RECORDS SHOWN:
++++++++

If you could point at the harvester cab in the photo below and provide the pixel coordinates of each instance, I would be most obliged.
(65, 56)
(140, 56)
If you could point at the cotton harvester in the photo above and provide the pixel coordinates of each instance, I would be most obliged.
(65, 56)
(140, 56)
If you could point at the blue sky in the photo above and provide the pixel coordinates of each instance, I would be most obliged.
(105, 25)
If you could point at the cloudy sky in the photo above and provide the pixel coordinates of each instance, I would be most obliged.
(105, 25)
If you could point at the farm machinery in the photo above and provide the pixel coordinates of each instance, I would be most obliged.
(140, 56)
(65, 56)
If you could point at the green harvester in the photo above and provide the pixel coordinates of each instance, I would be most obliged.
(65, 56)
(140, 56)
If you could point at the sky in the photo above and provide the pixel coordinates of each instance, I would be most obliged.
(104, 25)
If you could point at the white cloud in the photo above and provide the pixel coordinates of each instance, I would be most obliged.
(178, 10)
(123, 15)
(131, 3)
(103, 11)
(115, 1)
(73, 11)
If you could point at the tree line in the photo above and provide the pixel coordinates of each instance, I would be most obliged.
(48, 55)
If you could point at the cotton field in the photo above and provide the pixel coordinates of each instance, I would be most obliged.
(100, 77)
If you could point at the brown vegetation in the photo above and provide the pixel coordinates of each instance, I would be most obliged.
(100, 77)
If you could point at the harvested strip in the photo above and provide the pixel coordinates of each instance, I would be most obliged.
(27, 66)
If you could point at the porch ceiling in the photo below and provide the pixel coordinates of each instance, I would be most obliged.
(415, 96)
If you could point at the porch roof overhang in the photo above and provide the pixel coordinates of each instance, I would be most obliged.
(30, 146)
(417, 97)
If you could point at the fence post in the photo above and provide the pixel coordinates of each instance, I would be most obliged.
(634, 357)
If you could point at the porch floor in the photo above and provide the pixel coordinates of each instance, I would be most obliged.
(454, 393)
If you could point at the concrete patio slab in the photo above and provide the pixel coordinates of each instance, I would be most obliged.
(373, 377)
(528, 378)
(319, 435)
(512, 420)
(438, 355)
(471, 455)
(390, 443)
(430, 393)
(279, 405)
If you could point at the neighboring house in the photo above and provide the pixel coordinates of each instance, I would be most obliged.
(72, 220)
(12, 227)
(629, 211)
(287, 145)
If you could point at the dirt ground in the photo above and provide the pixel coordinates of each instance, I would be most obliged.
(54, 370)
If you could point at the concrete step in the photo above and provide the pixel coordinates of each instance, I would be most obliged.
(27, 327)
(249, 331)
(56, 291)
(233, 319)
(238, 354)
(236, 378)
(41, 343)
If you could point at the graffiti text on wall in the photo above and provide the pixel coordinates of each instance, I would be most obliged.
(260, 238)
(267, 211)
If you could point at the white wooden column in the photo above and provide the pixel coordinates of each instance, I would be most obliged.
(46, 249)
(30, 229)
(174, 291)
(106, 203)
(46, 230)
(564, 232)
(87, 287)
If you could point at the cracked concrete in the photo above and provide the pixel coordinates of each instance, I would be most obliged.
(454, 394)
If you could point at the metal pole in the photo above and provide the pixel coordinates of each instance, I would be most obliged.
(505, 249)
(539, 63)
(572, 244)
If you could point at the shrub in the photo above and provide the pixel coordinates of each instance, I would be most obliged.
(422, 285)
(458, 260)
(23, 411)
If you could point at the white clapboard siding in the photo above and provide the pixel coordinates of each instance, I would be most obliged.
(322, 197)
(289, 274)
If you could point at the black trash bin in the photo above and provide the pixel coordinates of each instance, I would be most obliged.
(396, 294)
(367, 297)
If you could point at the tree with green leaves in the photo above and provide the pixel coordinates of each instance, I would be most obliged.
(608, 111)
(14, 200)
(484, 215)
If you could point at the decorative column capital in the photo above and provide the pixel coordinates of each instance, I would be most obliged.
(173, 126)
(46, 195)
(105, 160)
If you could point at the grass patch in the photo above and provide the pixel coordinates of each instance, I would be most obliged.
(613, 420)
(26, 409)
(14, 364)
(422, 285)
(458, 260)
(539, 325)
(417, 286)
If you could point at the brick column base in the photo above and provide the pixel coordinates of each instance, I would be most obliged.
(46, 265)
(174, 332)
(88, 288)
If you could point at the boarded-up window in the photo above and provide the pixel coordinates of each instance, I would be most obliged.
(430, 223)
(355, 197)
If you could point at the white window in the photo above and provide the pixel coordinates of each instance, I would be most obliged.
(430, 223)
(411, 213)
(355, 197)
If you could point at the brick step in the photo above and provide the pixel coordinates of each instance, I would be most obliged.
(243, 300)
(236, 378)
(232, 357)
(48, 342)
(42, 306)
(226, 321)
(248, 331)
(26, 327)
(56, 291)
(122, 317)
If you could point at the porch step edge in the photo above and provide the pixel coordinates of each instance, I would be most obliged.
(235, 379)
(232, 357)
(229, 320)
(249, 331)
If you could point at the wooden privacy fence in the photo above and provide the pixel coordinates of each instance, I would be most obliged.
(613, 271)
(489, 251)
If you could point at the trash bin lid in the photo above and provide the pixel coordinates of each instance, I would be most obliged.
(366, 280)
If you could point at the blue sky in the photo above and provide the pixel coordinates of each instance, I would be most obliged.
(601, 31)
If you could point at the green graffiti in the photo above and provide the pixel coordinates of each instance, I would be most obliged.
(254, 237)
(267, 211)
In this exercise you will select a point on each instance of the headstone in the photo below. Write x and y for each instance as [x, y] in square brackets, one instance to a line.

++++++++

WHAT NEEDS TO BE DONE: Put every row above into a two-column Markdown table, with the row's number under "Number" and its text under "Line". Omit any blank lines.

THE RESULT:
| Number | Line |
|---|---|
| 1 | If you could point at the harvester cab in the photo below and provide the pixel coordinates of each instance, I would be most obliged. |
| 2 | (65, 56) |
| 3 | (140, 56) |
| 4 | If you could point at the cotton harvester in the photo above and provide the pixel coordinates of each instance, I would be most obliged. |
| 5 | (65, 56) |
| 6 | (140, 56) |
| 7 | If you could point at the blue sky in the photo above and provide the pixel coordinates of each instance, I would be most obliged. |
| 8 | (105, 25) |
| 9 | If you could point at the cloudy sky in the photo above and provide the pixel coordinates of each instance, I would be most obliged. |
| 10 | (105, 25) |
| 11 | If you could point at the farm machinery in the photo above and provide the pixel coordinates of each instance, I would be most obliged. |
| 12 | (140, 56) |
| 13 | (65, 56) |
| 14 | If you could point at the green harvester in the photo above and provide the pixel coordinates of each instance, I would be most obliged. |
| 15 | (65, 56) |
| 16 | (140, 56) |
| 17 | If you could point at the sky in the photo above and provide the pixel coordinates of each instance, I would be most obliged. |
| 18 | (104, 25) |
| 19 | If you could point at the white cloud in the photo above and provide the pixel coordinates of each instance, I would be most obliged. |
| 20 | (178, 10) |
| 21 | (123, 15) |
| 22 | (131, 3) |
| 23 | (103, 11) |
| 24 | (115, 1) |
| 25 | (73, 11) |
| 26 | If you could point at the tree line in the photo above and provide the pixel coordinates of each instance, I would be most obliged. |
| 27 | (48, 55) |
| 28 | If you could point at the cotton field in the photo above and provide the pixel coordinates of each instance, I would be most obliged. |
| 29 | (100, 77) |
| 30 | If you could point at the brown vegetation in the photo above and provide the pixel coordinates of each instance, I would be most obliged. |
| 31 | (100, 77) |
| 32 | If you could point at the harvested strip in the photo above and provide the pixel coordinates of each instance, I would be most obliged. |
| 33 | (27, 66) |
| 34 | If you could point at the porch ceiling in the photo below and provide the pixel coordinates of each instance, I would be most obliged. |
| 35 | (415, 96) |
| 36 | If you could point at the porch roof overhang in the photo above and provide the pixel coordinates of each instance, I would be most obliged. |
| 37 | (30, 146) |
| 38 | (417, 97) |
| 39 | If you could point at the fence post in the photo above and provide the pixel coordinates of each instance, I would be most obliged. |
| 40 | (634, 357) |
| 41 | If you could point at the porch floor in the photo above and provide the pixel coordinates of each instance, I would be most obliged. |
| 42 | (454, 393) |
| 43 | If you could point at the concrete patio slab in the photo above and provide the pixel coordinates of each instance, I would be most obliged. |
| 44 | (373, 377) |
| 45 | (528, 378) |
| 46 | (319, 435) |
| 47 | (512, 420) |
| 48 | (438, 355) |
| 49 | (471, 455) |
| 50 | (390, 443) |
| 51 | (430, 393) |
| 52 | (279, 405) |
| 53 | If you could point at the neighboring house in the photo above and provide the pixel coordinates of each instance, I would be most obliged. |
| 54 | (72, 220) |
| 55 | (12, 227) |
| 56 | (629, 211) |
| 57 | (287, 145) |
| 58 | If you could point at the dirt ground in the photo above and provide the pixel coordinates of each instance, I would be most obliged. |
| 59 | (54, 370) |
| 60 | If you could point at the concrete step in the photo above and provide the pixel coordinates of each instance, I would be most obliged. |
| 61 | (27, 327) |
| 62 | (249, 331) |
| 63 | (56, 291) |
| 64 | (233, 319) |
| 65 | (238, 354) |
| 66 | (236, 378) |
| 67 | (41, 343) |
| 68 | If you could point at the graffiti text on wall in the photo above and provide the pixel coordinates of each instance, I would be most obliged. |
| 69 | (260, 238) |
| 70 | (267, 211) |
| 71 | If you could point at the white wooden column in the photo above and provide the pixel coordinates of each instance, I would be most obliged. |
| 72 | (46, 249) |
| 73 | (30, 229) |
| 74 | (174, 291) |
| 75 | (106, 203) |
| 76 | (46, 230) |
| 77 | (564, 232) |
| 78 | (87, 287) |
| 79 | If you could point at the cracked concrete in the photo above and provide the pixel coordinates of each instance, I would be most obliged. |
| 80 | (454, 394) |
| 81 | If you could point at the metal pole in the photo above and provide the pixel coordinates of each instance, I would be most obliged. |
| 82 | (505, 249) |
| 83 | (539, 63) |
| 84 | (572, 244) |
| 85 | If you could point at the shrub in the photo above and provide the pixel coordinates of each instance, I would be most obliged. |
| 86 | (422, 285) |
| 87 | (458, 260) |
| 88 | (23, 411) |
| 89 | If you could point at the white clapboard siding in the photo above and provide the pixel coordinates of each instance, I would be most obliged. |
| 90 | (322, 197) |
| 91 | (289, 274) |
| 92 | If you could point at the black trash bin in the photo above and provide the pixel coordinates of each instance, I would be most obliged. |
| 93 | (396, 294) |
| 94 | (367, 297) |
| 95 | If you could point at the tree with green leaves in the photo above and provide the pixel coordinates of each instance, I would be most obliged. |
| 96 | (608, 111) |
| 97 | (14, 200) |
| 98 | (484, 215) |
| 99 | If you could point at the decorative column capital in the photo above and provide the pixel coordinates of each instance, I would be most obliged. |
| 100 | (173, 126) |
| 101 | (46, 195) |
| 102 | (105, 160) |
| 103 | If you could point at the grass patch in the photo above and provide the pixel coordinates of each instance, I would be most obliged. |
| 104 | (613, 420) |
| 105 | (26, 409) |
| 106 | (14, 364) |
| 107 | (422, 285) |
| 108 | (458, 260) |
| 109 | (539, 325) |
| 110 | (417, 286) |
| 111 | If you could point at the brick column base in the photo above and provide the pixel coordinates of each instance, I would be most obliged. |
| 112 | (46, 265) |
| 113 | (174, 332) |
| 114 | (88, 288) |
| 115 | If you could point at the boarded-up window in the photo above and provide the pixel coordinates of each instance, I would be most obliged. |
| 116 | (430, 223) |
| 117 | (355, 197) |
| 118 | If you could point at the white window in the photo above and provide the pixel coordinates of each instance, I would be most obliged. |
| 119 | (430, 223) |
| 120 | (411, 213) |
| 121 | (355, 197) |
| 122 | If you could point at the brick step in the photo above and provide the pixel coordinates of each instance, I would be most obliged. |
| 123 | (243, 300) |
| 124 | (236, 378) |
| 125 | (232, 357) |
| 126 | (48, 342) |
| 127 | (42, 306) |
| 128 | (226, 321) |
| 129 | (248, 331) |
| 130 | (26, 327) |
| 131 | (56, 291) |
| 132 | (122, 317) |
| 133 | If you could point at the porch step edge in the photo above and provide the pixel coordinates of each instance, I would be most obliged. |
| 134 | (235, 379) |
| 135 | (232, 357) |
| 136 | (229, 320) |
| 137 | (249, 331) |
| 138 | If you could point at the wooden privacy fence in the photo above and provide the pixel coordinates of each instance, I would be most obliged. |
| 139 | (613, 271) |
| 140 | (489, 251) |
| 141 | If you could point at the trash bin lid in the photo above and provide the pixel coordinates of each instance, I would be most obliged. |
| 142 | (366, 280) |
| 143 | If you could point at the blue sky in the photo above and provide the pixel coordinates of each instance, I would be most obliged. |
| 144 | (601, 31) |
| 145 | If you could point at the green graffiti in the photo above and provide the pixel coordinates of each instance, I would be most obliged. |
| 146 | (254, 237) |
| 147 | (267, 211) |
| 148 | In this exercise you will select a point on each instance of the headstone in the photo below. Write x and y for each instance as [x, y] in square brackets, one instance to a line. |